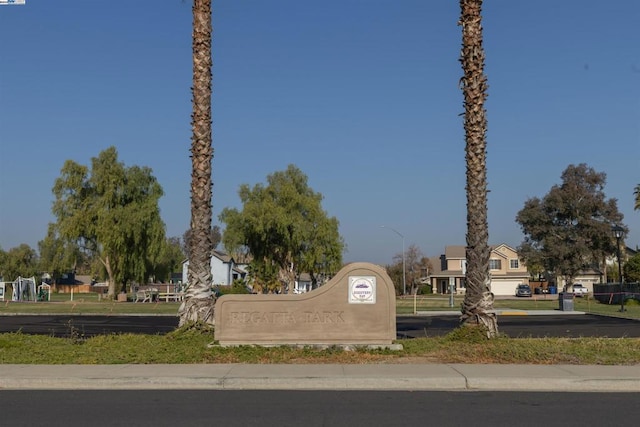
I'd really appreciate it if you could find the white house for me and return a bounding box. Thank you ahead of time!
[182,250,247,286]
[430,243,529,295]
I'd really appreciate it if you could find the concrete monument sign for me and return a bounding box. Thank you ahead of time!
[214,262,396,346]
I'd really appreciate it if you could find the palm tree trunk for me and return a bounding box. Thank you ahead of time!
[458,0,498,337]
[178,0,215,326]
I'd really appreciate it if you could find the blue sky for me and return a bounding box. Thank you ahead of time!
[0,0,640,264]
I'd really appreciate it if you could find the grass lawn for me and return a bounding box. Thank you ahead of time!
[0,329,640,365]
[0,294,640,365]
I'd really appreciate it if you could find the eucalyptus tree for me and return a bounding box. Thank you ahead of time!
[178,0,215,325]
[458,0,498,337]
[52,147,164,296]
[516,163,626,286]
[220,165,344,292]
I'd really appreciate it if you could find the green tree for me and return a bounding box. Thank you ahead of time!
[52,147,164,296]
[178,0,215,326]
[458,0,498,337]
[0,243,39,282]
[516,163,623,286]
[622,253,640,283]
[220,165,344,292]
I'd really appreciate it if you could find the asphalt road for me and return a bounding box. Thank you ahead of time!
[0,390,640,427]
[0,314,640,338]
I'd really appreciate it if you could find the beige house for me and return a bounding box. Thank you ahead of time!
[430,243,529,295]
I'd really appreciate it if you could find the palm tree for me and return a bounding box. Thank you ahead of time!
[178,0,215,326]
[458,0,498,337]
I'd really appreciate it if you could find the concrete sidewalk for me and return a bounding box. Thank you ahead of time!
[0,364,640,392]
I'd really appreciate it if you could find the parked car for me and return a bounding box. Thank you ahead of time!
[516,283,531,297]
[573,283,589,297]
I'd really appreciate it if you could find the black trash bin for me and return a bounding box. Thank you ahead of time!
[558,292,573,311]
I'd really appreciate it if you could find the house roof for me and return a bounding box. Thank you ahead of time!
[444,246,467,259]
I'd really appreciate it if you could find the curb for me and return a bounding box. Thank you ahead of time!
[0,364,640,392]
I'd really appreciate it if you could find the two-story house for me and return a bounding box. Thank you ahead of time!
[182,250,247,286]
[430,243,529,295]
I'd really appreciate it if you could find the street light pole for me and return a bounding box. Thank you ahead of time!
[611,225,625,312]
[380,225,407,295]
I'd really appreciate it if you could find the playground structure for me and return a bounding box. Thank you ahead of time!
[0,276,51,302]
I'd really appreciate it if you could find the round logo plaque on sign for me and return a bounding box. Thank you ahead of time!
[349,276,376,304]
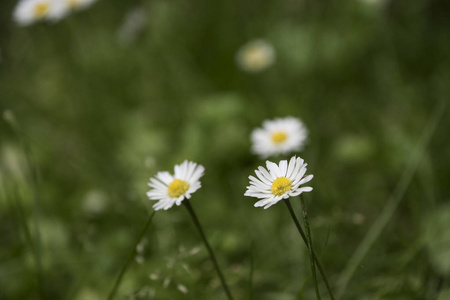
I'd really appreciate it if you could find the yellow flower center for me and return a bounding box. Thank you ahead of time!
[272,131,287,144]
[33,2,50,18]
[245,46,267,68]
[271,177,292,196]
[168,179,189,198]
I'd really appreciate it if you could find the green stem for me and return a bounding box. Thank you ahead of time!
[283,199,335,300]
[300,197,320,300]
[183,199,233,300]
[108,211,155,300]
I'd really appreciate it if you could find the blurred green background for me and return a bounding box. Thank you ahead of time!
[0,0,450,300]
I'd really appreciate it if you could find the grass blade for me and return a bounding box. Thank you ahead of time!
[337,100,446,299]
[108,211,155,300]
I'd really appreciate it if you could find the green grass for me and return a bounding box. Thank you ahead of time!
[0,0,450,300]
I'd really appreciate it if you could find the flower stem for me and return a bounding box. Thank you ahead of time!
[108,211,155,300]
[300,197,320,300]
[183,199,233,300]
[284,199,335,300]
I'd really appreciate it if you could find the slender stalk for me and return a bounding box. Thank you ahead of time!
[284,199,335,300]
[108,211,155,300]
[300,197,320,300]
[248,241,255,300]
[183,199,233,300]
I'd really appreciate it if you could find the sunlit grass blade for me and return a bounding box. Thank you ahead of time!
[300,197,320,300]
[337,100,447,298]
[8,184,45,299]
[183,199,233,300]
[108,212,155,300]
[3,110,46,299]
[283,199,335,300]
[248,241,255,300]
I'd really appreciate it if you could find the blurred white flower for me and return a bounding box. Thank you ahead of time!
[13,0,67,26]
[147,160,205,210]
[236,39,275,73]
[244,156,313,209]
[62,0,97,10]
[251,117,308,158]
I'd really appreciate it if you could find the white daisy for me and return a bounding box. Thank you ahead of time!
[62,0,97,10]
[244,156,314,209]
[236,39,275,73]
[13,0,67,26]
[147,160,205,210]
[251,117,308,158]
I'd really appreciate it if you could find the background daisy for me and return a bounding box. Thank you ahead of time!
[13,0,66,26]
[251,117,308,158]
[147,160,205,210]
[236,39,275,73]
[244,156,313,209]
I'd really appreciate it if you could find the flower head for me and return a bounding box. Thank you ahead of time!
[14,0,66,26]
[236,39,275,73]
[244,156,314,209]
[147,160,205,210]
[63,0,97,10]
[251,117,308,158]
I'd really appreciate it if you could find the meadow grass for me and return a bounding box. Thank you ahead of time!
[0,0,450,300]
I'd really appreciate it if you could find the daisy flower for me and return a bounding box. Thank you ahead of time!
[13,0,66,26]
[63,0,97,10]
[236,39,275,73]
[147,160,205,210]
[251,117,308,158]
[244,156,313,209]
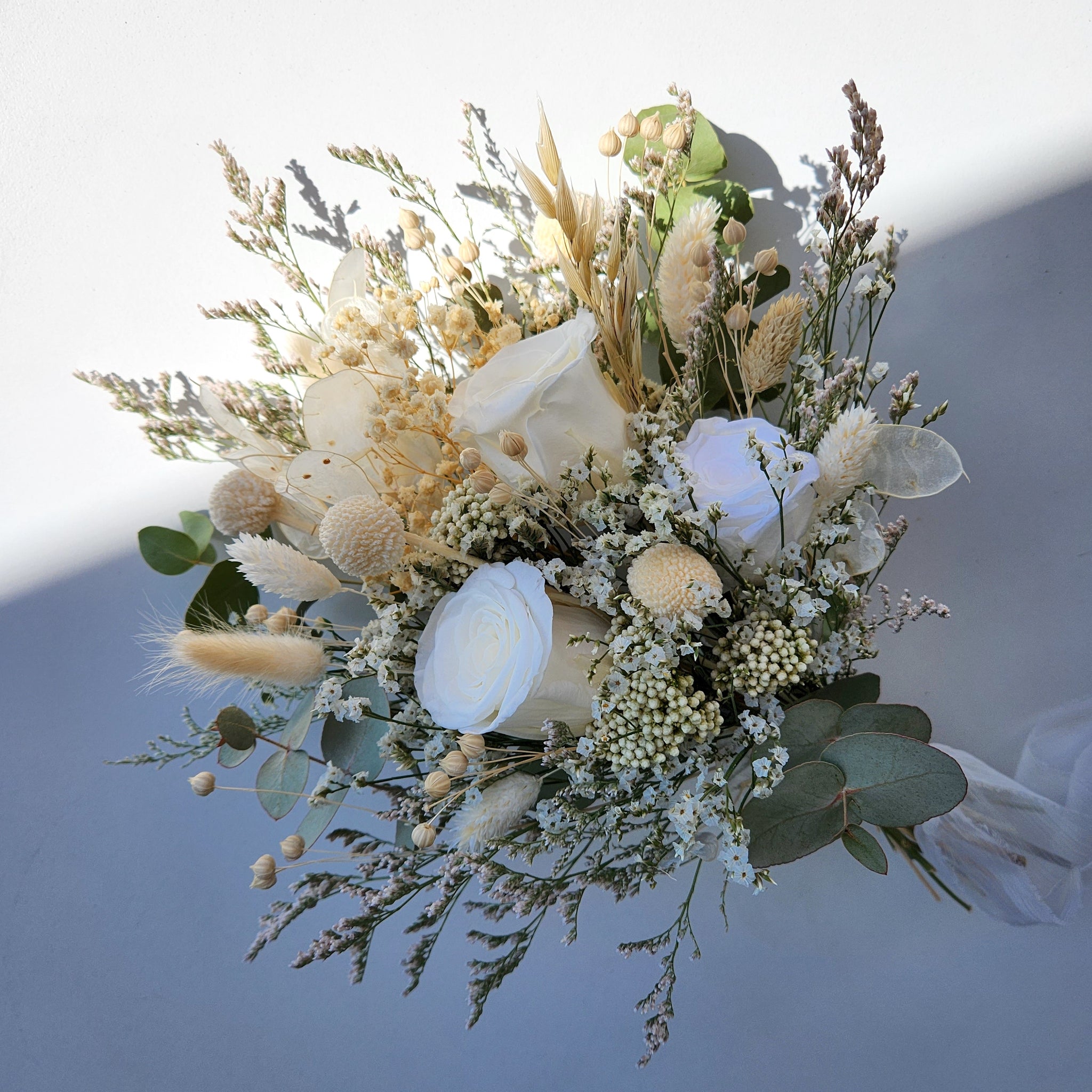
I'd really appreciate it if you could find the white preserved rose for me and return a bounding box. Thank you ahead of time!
[414,561,606,739]
[676,417,819,568]
[450,311,626,485]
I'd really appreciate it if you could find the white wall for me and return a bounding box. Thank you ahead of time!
[6,0,1092,595]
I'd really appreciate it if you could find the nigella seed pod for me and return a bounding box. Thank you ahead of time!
[280,834,307,861]
[641,110,664,142]
[425,770,451,799]
[664,121,686,152]
[721,216,747,247]
[459,732,485,760]
[618,110,640,140]
[410,822,436,849]
[599,129,621,159]
[437,751,466,777]
[754,247,777,276]
[189,770,216,796]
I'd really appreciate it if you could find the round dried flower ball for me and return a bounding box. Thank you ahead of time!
[208,469,280,535]
[627,543,724,618]
[319,497,406,580]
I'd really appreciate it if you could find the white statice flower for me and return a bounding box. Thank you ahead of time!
[452,773,540,853]
[656,198,721,349]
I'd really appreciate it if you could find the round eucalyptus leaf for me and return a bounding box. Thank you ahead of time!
[821,732,966,826]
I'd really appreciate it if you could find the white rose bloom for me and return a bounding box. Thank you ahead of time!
[414,561,606,739]
[451,310,626,485]
[676,417,819,568]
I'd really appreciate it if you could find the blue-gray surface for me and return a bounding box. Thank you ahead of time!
[0,187,1092,1092]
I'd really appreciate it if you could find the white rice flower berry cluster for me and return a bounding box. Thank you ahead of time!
[714,611,819,698]
[594,672,724,771]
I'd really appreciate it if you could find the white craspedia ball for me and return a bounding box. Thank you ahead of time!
[319,497,406,580]
[627,543,724,618]
[208,470,280,536]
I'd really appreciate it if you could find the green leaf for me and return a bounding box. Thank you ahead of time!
[216,744,254,770]
[622,103,728,182]
[808,672,880,709]
[186,561,258,629]
[254,748,310,819]
[743,762,857,868]
[216,705,258,761]
[838,702,933,744]
[136,527,204,576]
[842,823,887,876]
[821,732,966,826]
[296,789,348,849]
[322,676,391,781]
[178,512,216,553]
[781,700,842,768]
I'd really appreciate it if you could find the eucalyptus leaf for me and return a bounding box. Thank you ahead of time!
[254,748,310,819]
[821,732,966,826]
[842,823,887,876]
[622,103,728,182]
[136,527,204,576]
[186,561,258,629]
[215,705,258,761]
[178,512,216,553]
[808,672,880,709]
[743,762,858,868]
[838,702,933,744]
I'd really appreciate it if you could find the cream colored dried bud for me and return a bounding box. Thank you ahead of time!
[437,751,468,777]
[425,770,451,799]
[410,822,436,849]
[243,603,270,626]
[498,429,527,461]
[721,216,747,247]
[641,110,664,141]
[599,129,621,159]
[280,834,307,861]
[190,770,216,796]
[459,732,485,759]
[250,853,276,891]
[266,607,296,633]
[459,448,481,474]
[724,303,750,330]
[664,121,686,152]
[617,110,640,139]
[471,466,497,493]
[754,247,777,276]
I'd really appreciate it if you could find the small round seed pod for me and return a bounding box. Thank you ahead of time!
[437,751,466,777]
[459,448,481,474]
[641,110,664,142]
[410,822,436,849]
[617,110,640,139]
[724,303,750,330]
[498,429,527,460]
[280,834,307,861]
[425,770,451,799]
[189,770,216,796]
[754,247,777,276]
[721,216,747,247]
[459,732,485,760]
[599,129,621,159]
[243,603,270,626]
[664,121,686,152]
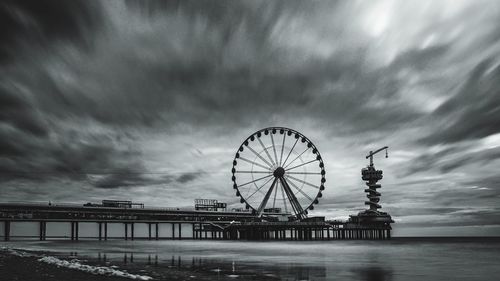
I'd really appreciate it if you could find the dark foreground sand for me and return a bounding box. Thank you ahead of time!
[0,251,130,281]
[0,249,281,281]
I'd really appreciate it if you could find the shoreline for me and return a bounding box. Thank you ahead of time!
[0,246,281,281]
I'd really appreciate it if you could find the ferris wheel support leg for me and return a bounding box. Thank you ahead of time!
[257,178,278,217]
[279,177,306,220]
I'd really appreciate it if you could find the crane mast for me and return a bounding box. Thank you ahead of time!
[366,146,389,167]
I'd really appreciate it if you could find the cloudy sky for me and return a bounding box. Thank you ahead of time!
[0,0,500,235]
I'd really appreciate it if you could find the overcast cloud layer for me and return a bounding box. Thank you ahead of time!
[0,0,500,235]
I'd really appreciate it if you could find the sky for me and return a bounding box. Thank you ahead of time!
[0,0,500,236]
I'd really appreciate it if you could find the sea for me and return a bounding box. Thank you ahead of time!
[0,237,500,281]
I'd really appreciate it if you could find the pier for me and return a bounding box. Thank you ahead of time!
[0,127,394,241]
[0,201,391,241]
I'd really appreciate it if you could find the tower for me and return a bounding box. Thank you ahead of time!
[348,146,394,236]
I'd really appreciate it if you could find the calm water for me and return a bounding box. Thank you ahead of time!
[0,238,500,281]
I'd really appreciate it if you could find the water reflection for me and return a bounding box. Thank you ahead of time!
[356,266,392,281]
[89,253,334,280]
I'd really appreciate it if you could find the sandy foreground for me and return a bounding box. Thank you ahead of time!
[0,248,280,281]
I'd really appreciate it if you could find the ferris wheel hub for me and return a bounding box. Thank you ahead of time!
[273,167,285,178]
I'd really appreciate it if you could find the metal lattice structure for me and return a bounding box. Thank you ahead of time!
[231,127,326,220]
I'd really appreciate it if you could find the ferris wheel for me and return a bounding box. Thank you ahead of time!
[231,127,326,220]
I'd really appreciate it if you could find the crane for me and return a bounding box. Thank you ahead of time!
[366,146,389,167]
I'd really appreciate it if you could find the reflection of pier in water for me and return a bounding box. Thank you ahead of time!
[93,253,330,280]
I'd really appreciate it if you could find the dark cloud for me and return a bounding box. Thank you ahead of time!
[176,173,202,183]
[0,0,99,62]
[421,59,500,144]
[397,145,500,177]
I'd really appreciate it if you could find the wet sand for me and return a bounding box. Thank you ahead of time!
[0,248,281,281]
[0,250,130,281]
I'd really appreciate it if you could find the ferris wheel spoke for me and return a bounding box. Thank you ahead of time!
[280,182,288,214]
[269,133,278,165]
[279,178,304,216]
[280,133,286,166]
[239,156,269,170]
[287,172,321,175]
[248,146,273,168]
[238,175,272,188]
[285,159,318,171]
[283,147,310,169]
[287,175,314,202]
[273,181,280,209]
[257,138,275,167]
[246,175,273,200]
[288,176,318,189]
[235,171,271,174]
[281,139,299,166]
[257,178,278,214]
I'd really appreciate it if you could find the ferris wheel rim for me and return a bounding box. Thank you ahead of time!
[231,127,326,217]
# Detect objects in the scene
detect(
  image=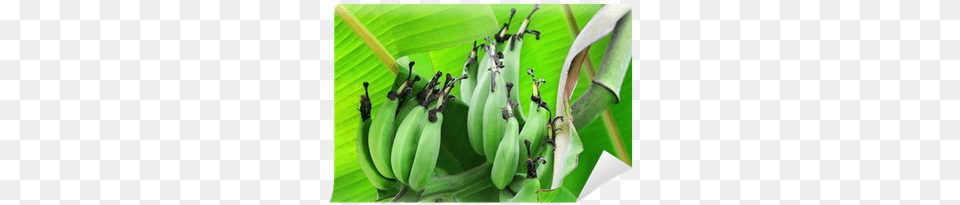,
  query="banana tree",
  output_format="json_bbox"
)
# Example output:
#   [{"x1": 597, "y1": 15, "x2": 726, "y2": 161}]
[{"x1": 331, "y1": 5, "x2": 632, "y2": 202}]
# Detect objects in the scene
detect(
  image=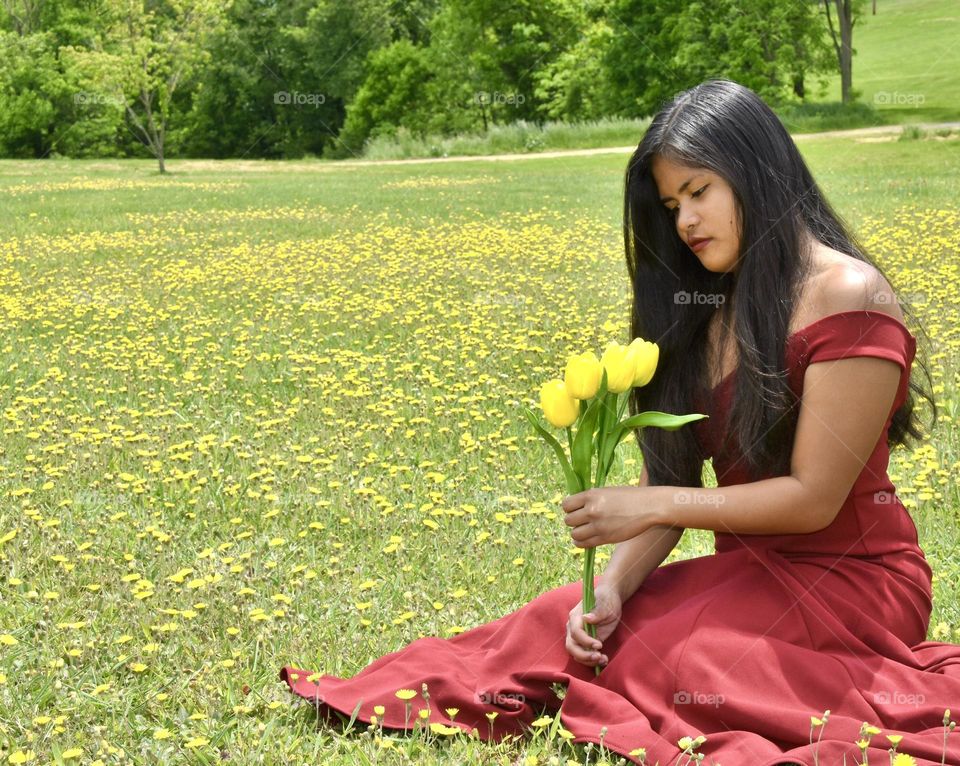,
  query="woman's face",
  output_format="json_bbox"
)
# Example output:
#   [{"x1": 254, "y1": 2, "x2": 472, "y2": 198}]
[{"x1": 651, "y1": 155, "x2": 740, "y2": 272}]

__What the exercise asks__
Repeat the data verbatim from the line containing "I'd really appreciate it if you could find the overcast" to the line containing "[0,0,500,236]", including both of those lines.

__Output of the task__
I'd really appreciate it if you could find the overcast cloud layer for me and return a bounding box. Thank you ahead of time!
[0,0,500,235]
I'd really appreciate it if you could find the sky for me and return a bounding box. Thank you ahead of time!
[0,0,500,236]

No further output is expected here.